• What you should do
A faithful, complete copy of the entries is the sole expected answer.

• Supplied information
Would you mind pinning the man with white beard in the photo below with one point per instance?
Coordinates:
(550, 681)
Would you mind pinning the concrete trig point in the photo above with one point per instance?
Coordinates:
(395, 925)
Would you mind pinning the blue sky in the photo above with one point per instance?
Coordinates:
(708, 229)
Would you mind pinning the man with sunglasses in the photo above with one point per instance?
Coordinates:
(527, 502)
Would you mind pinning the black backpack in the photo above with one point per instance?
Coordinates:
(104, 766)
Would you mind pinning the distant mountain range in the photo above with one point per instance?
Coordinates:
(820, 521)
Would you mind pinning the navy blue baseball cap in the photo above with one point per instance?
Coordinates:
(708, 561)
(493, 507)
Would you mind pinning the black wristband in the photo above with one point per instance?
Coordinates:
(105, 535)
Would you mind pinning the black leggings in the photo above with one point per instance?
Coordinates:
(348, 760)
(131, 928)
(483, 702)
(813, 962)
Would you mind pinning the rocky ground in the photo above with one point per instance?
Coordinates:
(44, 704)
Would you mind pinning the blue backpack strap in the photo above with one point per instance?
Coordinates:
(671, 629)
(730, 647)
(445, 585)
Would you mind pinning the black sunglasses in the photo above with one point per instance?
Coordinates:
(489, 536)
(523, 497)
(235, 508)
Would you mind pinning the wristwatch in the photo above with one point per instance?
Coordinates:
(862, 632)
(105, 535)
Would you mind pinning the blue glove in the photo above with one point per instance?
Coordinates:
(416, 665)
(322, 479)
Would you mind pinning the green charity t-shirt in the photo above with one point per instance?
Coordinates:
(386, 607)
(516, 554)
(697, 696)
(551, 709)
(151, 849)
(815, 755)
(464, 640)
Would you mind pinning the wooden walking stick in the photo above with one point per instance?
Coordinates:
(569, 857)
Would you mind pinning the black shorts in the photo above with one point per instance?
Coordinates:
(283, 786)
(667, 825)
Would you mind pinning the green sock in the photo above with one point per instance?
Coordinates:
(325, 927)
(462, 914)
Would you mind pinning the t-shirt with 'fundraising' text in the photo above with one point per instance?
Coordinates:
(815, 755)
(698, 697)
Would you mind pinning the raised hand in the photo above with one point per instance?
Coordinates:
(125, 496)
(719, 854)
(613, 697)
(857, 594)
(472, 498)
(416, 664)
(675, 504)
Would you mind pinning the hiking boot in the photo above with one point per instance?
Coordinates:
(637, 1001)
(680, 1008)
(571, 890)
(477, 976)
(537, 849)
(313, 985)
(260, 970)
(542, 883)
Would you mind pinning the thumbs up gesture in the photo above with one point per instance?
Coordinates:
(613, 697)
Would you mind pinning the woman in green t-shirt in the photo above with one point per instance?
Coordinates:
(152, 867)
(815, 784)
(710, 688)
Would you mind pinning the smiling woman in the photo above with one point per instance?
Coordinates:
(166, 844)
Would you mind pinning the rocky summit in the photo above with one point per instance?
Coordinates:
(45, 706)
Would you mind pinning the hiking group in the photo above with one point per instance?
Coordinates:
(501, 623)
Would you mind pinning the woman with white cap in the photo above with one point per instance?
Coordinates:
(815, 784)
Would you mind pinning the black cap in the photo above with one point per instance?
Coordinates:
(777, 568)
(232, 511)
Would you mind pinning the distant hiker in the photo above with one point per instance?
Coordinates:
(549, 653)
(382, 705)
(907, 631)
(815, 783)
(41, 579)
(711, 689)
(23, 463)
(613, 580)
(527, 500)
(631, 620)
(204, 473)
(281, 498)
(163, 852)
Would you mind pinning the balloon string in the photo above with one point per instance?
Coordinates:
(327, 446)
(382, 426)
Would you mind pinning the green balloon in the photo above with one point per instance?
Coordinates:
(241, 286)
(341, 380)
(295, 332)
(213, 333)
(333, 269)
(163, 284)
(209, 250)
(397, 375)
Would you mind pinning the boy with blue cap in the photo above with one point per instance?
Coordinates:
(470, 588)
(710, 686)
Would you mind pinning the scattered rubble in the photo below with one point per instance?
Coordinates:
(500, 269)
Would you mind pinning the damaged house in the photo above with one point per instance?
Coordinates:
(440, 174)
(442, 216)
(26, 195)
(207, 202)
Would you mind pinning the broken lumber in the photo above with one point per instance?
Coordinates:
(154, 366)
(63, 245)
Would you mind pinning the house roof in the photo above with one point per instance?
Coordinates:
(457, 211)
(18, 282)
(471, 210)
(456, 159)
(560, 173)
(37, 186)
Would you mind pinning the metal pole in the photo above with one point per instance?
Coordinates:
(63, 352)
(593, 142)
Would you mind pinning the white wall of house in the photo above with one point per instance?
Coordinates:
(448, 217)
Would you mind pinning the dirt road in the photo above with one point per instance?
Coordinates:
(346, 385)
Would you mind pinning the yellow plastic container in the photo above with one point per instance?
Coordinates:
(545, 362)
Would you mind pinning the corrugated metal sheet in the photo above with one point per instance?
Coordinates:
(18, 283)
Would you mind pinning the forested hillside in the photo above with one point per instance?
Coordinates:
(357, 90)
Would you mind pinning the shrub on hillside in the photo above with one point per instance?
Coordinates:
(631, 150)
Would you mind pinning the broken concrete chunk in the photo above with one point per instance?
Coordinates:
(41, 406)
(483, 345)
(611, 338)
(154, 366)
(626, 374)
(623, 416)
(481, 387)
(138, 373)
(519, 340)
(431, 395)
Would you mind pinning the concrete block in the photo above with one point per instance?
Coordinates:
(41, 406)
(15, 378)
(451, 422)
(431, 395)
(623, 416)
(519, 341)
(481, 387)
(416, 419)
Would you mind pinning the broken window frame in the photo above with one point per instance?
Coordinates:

• Response area
Would you mind pinning the man with white beard in the photo below with one point per instance?
Coordinates:
(550, 681)
Would you mind pinning the concrete trig point in the photo above with one point per instance?
Coordinates:
(395, 925)
Would you mind pinning the blue sky in the photo above with one point per instance?
Coordinates:
(708, 229)
Would you mind pinning the man with sunglasses in the photo above with one point per instance?
Coordinates:
(527, 502)
Would you mind pinning the black backpack in the photo above with one point per instance?
Coordinates:
(104, 766)
Would you mind pinning the distant mountain range in the photo above with one point per instance?
Coordinates:
(820, 521)
Would you mind pinning the navy blue baseball cap in the photo above with one point per instance?
Coordinates:
(708, 561)
(493, 507)
Would you mind pinning the black wristband in the photo above with one point per instance?
Coordinates:
(105, 535)
Would you mind pinning the black leggings in the photo above with one point per instance?
Coordinates:
(348, 760)
(131, 928)
(483, 702)
(813, 962)
Would you mind pinning the rocky ground in the photo above with one point per instance?
Coordinates:
(44, 704)
Would you mind pinning the blue backpack strap in the photo above with one point per instance?
Coordinates:
(671, 629)
(730, 647)
(445, 585)
Would you mind pinning the black sunglasses in the photo above with one point per instance?
Coordinates:
(489, 536)
(523, 497)
(235, 508)
Would you mind pinning the wristwatch in the photo above with one point per instance?
Coordinates:
(862, 632)
(105, 535)
Would you mind pinning the blue glove in the photo above with one point per instance?
Coordinates:
(416, 665)
(322, 479)
Would you mind pinning the green charity t-shirt in the photo above with one point per instance?
Coordinates:
(386, 607)
(516, 554)
(697, 696)
(551, 709)
(151, 849)
(815, 755)
(464, 640)
Would you mind pinning the wooden walking stick in the photo above with one point per instance?
Coordinates:
(569, 857)
Would you mind pinning the black shorts in the photo above with one point per instance?
Coordinates:
(283, 786)
(667, 825)
Would you mind pinning the green sock in the photo above with one point per instance?
Coordinates:
(325, 927)
(462, 914)
Would you mind pinning the t-shirt with 'fundraising' text in the photo above with one point per instance?
Coordinates:
(815, 755)
(698, 697)
Would you mind pinning the raised hand in the photo above with one point per instance?
Coordinates:
(125, 496)
(719, 854)
(613, 697)
(857, 594)
(472, 498)
(416, 664)
(675, 504)
Would you mind pinning the hiking boot in the photo above with one point per instance?
Coordinates:
(637, 1001)
(680, 1008)
(571, 890)
(477, 976)
(537, 849)
(313, 985)
(260, 970)
(542, 883)
Would you mind pinning the thumbs up gesture in the photo above with one point per instance?
Coordinates:
(613, 697)
Would you mind pinning the woman in green t-shirt in the photo above with one point per instance?
Coordinates:
(152, 867)
(815, 784)
(710, 688)
Would you mind pinning the smiling woman in the photo above with one point per instance?
Coordinates:
(166, 844)
Would you mind pinning the rocky summit in the photo above with one point per instance?
Coordinates:
(45, 706)
Would you mind pinning the hiking group in the photo above with one point per instance?
Coordinates:
(501, 623)
Would you mind pinning the woman with white cap in the photo above with one point per instance?
Coordinates:
(815, 784)
Would you mind pinning the black cap in the photo above with one point per instance?
Coordinates:
(777, 568)
(232, 511)
Would you mind pinning the distant hiker in the photo above with one point per instance?
Coordinates:
(549, 653)
(382, 705)
(907, 631)
(815, 783)
(41, 579)
(711, 689)
(23, 463)
(613, 580)
(527, 500)
(631, 620)
(204, 473)
(281, 498)
(163, 852)
Would you mind pinning the balloon string in the photo above with one point per instance?
Coordinates:
(327, 446)
(382, 426)
Would you mind pinning the green balloon in the photo above with one point per instance?
Coordinates:
(241, 286)
(341, 380)
(295, 332)
(213, 333)
(333, 269)
(163, 284)
(209, 250)
(397, 375)
Would you mind pinning the boy with blue cap in the photo above with one point per instance?
Coordinates:
(470, 588)
(710, 686)
Would you mind pinning the scattered rubble in the photo below with one point per instance?
Coordinates:
(500, 269)
Would you mind pinning the damaged house in the photo above with one point per instance?
Coordinates:
(440, 174)
(442, 216)
(26, 195)
(207, 202)
Would you mind pinning the broken lumber in the photo above with one point per instance?
Coordinates:
(154, 366)
(63, 245)
Would you mind pinning the house roof in the photo above with one point per instance?
Coordinates:
(457, 211)
(18, 282)
(471, 210)
(456, 159)
(560, 173)
(37, 186)
Would you mind pinning the metal pole in the photo above with one point per instance?
Coordinates:
(63, 352)
(593, 142)
Would you mind pinning the white wall of house in the photo above with one point per instance?
Coordinates:
(448, 217)
Would you mind pinning the dirt road in the photo above with one point per instance?
Coordinates:
(346, 385)
Would you mind pinning the yellow plastic container in the photo above with one point per instance?
Coordinates:
(545, 362)
Would you mind pinning the corrugated metal sheet in the photo above with one point per instance?
Coordinates:
(18, 283)
Would you mind pinning the forested hillside in the photo above with one point per instance?
Coordinates:
(357, 90)
Would you mind pinning the shrub on hillside in the photo above with one point per instance?
Coordinates:
(631, 150)
Would you mind pinning the broken concrete chunk in the photo above with one point per instance?
Coordinates:
(41, 406)
(483, 345)
(611, 338)
(154, 366)
(626, 374)
(623, 416)
(481, 387)
(138, 373)
(519, 340)
(431, 395)
Would you mind pinning the concrete block in the photo above with one point per instance?
Coordinates:
(41, 406)
(15, 378)
(451, 422)
(431, 395)
(623, 416)
(519, 341)
(481, 387)
(416, 419)
Would you mind pinning the broken window frame in the photo above with one point per instance?
Coordinates:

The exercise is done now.